## EXERCISE BRIEF:
Reproduce every one of the records below verbatim, keeping each line, number, and mark of punctuation unchanged.

## DATA EXCERPTS:
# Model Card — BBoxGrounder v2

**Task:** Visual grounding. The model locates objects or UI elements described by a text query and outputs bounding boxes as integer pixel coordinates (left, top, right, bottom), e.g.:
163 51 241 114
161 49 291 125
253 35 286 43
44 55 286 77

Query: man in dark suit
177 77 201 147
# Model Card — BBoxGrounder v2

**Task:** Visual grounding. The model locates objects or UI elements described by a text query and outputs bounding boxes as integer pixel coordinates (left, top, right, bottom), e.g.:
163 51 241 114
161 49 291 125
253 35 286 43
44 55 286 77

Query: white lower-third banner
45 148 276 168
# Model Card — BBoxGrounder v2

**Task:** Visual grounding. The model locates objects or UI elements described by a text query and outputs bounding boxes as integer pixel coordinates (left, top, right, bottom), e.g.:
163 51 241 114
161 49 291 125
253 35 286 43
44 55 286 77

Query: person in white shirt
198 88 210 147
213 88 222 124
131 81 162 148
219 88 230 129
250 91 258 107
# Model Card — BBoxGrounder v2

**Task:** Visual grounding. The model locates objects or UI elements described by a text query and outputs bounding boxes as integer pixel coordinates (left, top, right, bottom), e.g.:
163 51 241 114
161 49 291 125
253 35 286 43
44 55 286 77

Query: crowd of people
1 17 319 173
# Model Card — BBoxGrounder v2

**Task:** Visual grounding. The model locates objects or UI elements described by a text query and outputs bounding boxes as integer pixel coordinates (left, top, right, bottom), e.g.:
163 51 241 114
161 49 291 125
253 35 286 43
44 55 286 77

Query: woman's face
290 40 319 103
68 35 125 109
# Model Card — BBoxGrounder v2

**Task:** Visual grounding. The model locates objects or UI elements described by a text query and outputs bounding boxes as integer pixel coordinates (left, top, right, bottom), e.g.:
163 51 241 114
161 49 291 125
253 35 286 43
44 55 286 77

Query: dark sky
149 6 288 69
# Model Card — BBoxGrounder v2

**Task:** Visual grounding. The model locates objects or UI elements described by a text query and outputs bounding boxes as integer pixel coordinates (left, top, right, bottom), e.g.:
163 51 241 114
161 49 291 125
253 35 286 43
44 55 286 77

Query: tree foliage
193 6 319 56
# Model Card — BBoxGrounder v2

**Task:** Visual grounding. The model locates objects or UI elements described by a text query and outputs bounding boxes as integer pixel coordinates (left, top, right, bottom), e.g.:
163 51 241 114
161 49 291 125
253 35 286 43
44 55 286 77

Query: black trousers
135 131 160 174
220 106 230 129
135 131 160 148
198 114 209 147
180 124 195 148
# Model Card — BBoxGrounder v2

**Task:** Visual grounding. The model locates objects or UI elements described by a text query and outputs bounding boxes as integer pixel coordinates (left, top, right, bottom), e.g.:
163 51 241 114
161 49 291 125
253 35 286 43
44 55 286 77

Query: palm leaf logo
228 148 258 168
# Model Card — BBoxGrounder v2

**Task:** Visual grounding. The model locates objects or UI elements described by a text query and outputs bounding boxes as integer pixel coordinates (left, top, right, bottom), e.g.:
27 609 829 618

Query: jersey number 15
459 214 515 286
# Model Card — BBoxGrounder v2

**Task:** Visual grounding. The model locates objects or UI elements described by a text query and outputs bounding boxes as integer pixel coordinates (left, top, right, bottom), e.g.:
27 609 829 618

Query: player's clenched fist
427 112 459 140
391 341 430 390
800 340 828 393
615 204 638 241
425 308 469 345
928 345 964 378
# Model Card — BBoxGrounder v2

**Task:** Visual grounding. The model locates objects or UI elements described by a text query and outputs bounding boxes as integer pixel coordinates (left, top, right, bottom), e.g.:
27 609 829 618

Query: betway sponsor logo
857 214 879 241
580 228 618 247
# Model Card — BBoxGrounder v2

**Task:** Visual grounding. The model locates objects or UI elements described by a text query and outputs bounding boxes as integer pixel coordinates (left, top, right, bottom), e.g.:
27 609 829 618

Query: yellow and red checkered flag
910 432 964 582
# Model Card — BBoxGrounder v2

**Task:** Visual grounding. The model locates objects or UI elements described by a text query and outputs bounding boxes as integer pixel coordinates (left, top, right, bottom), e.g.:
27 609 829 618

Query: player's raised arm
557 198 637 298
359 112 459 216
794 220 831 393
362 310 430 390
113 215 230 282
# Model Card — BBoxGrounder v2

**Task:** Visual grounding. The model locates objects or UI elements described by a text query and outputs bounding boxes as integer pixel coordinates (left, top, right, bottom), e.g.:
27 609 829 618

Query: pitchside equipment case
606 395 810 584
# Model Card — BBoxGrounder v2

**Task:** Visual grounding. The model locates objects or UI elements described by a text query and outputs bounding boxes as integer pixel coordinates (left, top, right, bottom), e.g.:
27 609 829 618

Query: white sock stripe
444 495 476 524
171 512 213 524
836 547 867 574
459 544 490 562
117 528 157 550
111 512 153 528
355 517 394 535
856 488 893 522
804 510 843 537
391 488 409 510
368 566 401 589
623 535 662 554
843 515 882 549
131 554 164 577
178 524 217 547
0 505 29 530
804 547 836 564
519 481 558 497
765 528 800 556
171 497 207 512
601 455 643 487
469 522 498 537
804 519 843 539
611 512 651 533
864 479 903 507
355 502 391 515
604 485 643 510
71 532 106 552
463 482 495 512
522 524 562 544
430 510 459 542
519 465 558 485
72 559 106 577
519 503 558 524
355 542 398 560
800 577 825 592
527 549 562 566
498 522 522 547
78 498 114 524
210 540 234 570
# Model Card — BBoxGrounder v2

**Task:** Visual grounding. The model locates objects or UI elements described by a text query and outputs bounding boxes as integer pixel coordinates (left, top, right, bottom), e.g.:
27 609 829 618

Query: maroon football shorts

## ANSWER FOR THE TASK:
# Model Card — BBoxGrounder v2

**Task:** Visual grounding. The model locates objects or UI elements described by a text query and outputs bounding boxes as integer pixel coordinates (left, top, right, bottom), e.g.:
163 51 241 114
161 49 291 125
253 35 286 43
44 55 286 77

Query: man in dark suit
177 77 201 147
# Model Card — BBoxGrounder v2

**Task:** Visual grounding. The model locates objects or UI elements described by a text query and outputs bounding boxes as integer pixel coordinates (left, top, right, bottom), e.g.:
163 51 241 114
161 49 291 125
253 35 286 43
44 55 286 77

Query: white lower-third banner
45 148 276 168
# Model Card — BBoxGrounder v2

**Task:** Visual grounding. The model locates objects or UI elements described by a text query and outputs bounding boxes as integer pixel coordinates (left, top, right, bottom), e.g.:
163 51 241 114
161 49 291 125
253 35 286 43
44 55 286 77

Query: person in white shirt
198 88 210 147
213 88 222 124
131 81 162 148
219 88 230 129
250 91 258 107
# Model Card — BBoxGrounder v2

**Task:** Visual grounding. The model locates objects or UI elements described by a text query and outputs bounding boxes as integer pixel coordinates (left, top, right, bottom), e.g.:
163 51 241 114
161 49 291 125
253 35 286 43
44 55 286 77

Query: crowd of people
1 17 319 173
# Model Card — BBoxGrounder v2

**Task:** Visual grounding. The model locates objects or UI elements described by a text query and outputs bounding boxes as integer pixel coordinates (left, top, right, bottom), e.g.:
163 51 241 114
161 49 291 125
253 35 286 43
44 55 286 77

Query: woman's face
290 40 319 103
68 35 125 109
# Model Card — BBoxGrounder v2

**Task:** Visual grounding. The model locates objects or UI elements described by a text query and outputs bounding boxes as integer pixel coordinates (left, top, right, bottom), e.g.:
163 51 241 114
161 49 291 125
253 35 286 43
44 55 286 77

Query: dark sky
149 6 288 69
# Model Card — BBoxGrounder v2

**Task:** Visual grounding. The model locates objects or UI elements described by a text query and outputs bounding boxes as integer pixel coordinates (left, top, right, bottom), e.g.:
163 51 241 114
161 49 291 125
253 35 286 43
44 55 286 77

Query: tree foliage
193 6 319 56
# Model Card — BBoxGrounder v2

**Task:** Visual grounding. The model locates objects or UI elements described by a text query and outputs bounding boxes as integer pixel coordinates (left, top, right, bottom), e.g.:
163 51 241 114
161 49 291 125
253 35 286 43
44 55 286 77

Query: black trousers
135 131 160 174
220 106 230 129
135 131 160 148
198 114 209 147
180 124 195 148
# Model Card — BBoxGrounder v2

**Task:** Visual grounding. The model locates objects or UI elements described by a text query and outputs bounding boxes as integer pixel coordinates (left, top, right, bottom), e.g.:
163 51 241 114
161 49 291 125
253 35 286 43
44 55 286 77

Query: palm leaf logo
228 148 258 168
# Model Card — BBoxGrounder v2

**Task:** Visual grounding. The model locates objects or UI elements described by a text query and outputs bounding boxes as integer pixel coordinates (left, top, right, bottom), e.g.:
27 609 829 618

Query: jersey number 15
459 214 515 286
# Model Card — BBoxGrounder v2

**Task:** Visual grounding. The model locates objects or UI elements described by a text query and outputs bounding boxes as integer pixel coordinates (left, top, right, bottom), e.g.:
27 609 829 618

Query: player's clenched fist
427 112 459 140
391 341 430 390
800 340 828 393
615 204 638 241
425 308 469 345
928 345 964 378
# Model Card — BBoxGrounder v2

**Task:** Visual grounding. The model locates objects or UI elements described by a text query and outputs bounding boxes as integer pixel coordinates (left, top, right, bottom), e.g.:
27 609 829 618

Query: betway sponsor logo
857 214 879 241
580 228 618 247
# Model Card — BBoxGrounder v2

**Task:** Visual grounding. The model locates objects or UI elements described by a text query and outputs bounding boxes as integer pixel coordinates (left, top, right, bottom), e.g.:
27 609 829 618

Query: yellow and red checkered flag
910 432 964 582
# Model Card — BBoxGrounder v2

**Task:** Visual grounding. The model locates objects or UI elements described by a text query and outputs bounding boxes as integer pixel coordinates (left, top, right, bottom), e.g.:
27 609 829 618

Query: player's raised arm
557 198 637 298
359 112 459 216
794 220 831 393
362 310 430 390
113 215 230 282
# Model Card — BBoxGrounder v2

**Task:** Visual grounding. The model locates objects or UI elements described by a text query and outputs bounding boxes as integer pixel coordinates (left, top, right, bottom), e.g.:
27 609 829 618

Query: pitchside equipment case
606 395 810 584
# Model Card — BBoxGrounder v2

**Task:** Visual grounding. The model locates objects or UI elements described by a text query and outputs bounding boxes as integer pixel coordinates (left, top, right, bottom), e.g.:
27 609 829 618

Query: white sock stripe
444 495 476 524
171 512 213 524
836 547 867 574
459 544 490 562
117 528 157 550
111 512 153 528
355 517 394 535
856 488 893 522
804 510 843 537
391 488 409 510
368 566 401 589
623 535 662 554
843 515 882 549
131 554 164 577
178 524 217 547
0 505 29 530
804 547 836 564
519 481 558 497
765 528 800 556
171 497 207 512
601 455 643 487
469 522 498 537
804 519 843 539
611 512 651 533
864 479 903 507
355 502 391 515
604 485 643 510
71 532 106 552
463 482 495 512
522 524 562 544
430 510 459 542
519 465 558 485
72 559 106 577
519 503 558 524
355 542 398 560
800 577 825 592
527 549 562 566
498 522 522 547
78 498 114 524
210 540 234 570
# Model Card — BBoxGrounder v2

**Task:** Visual grounding. The model locates objects or UI elements described by a text query and outputs bounding boxes as integer pixel coordinates (left, top, right, bottom), e.g.:
27 609 829 618

Query: maroon football shorts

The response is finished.